++++ Data for analysis ++++

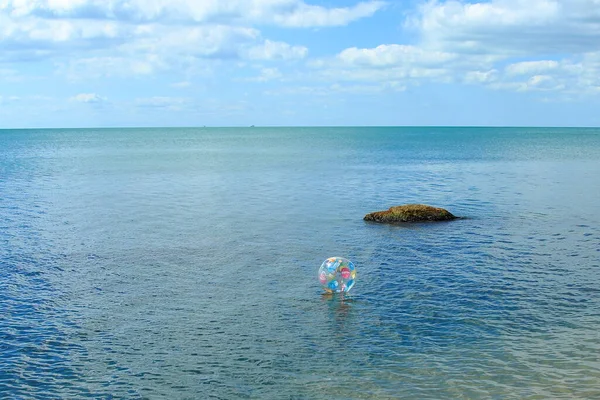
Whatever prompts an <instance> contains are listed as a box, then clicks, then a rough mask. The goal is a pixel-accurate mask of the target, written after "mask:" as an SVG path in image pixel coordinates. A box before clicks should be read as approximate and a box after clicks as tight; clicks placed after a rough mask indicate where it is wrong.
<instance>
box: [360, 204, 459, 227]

++++
++++ Data for analysis ++++

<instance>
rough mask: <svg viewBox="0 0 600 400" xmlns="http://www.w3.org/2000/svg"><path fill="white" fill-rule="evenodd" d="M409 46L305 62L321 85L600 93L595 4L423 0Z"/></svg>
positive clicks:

++++

§ About this task
Within the records above, determine how many lines contain the word "mask". Respond with that number and no other text.

§ Answer box
2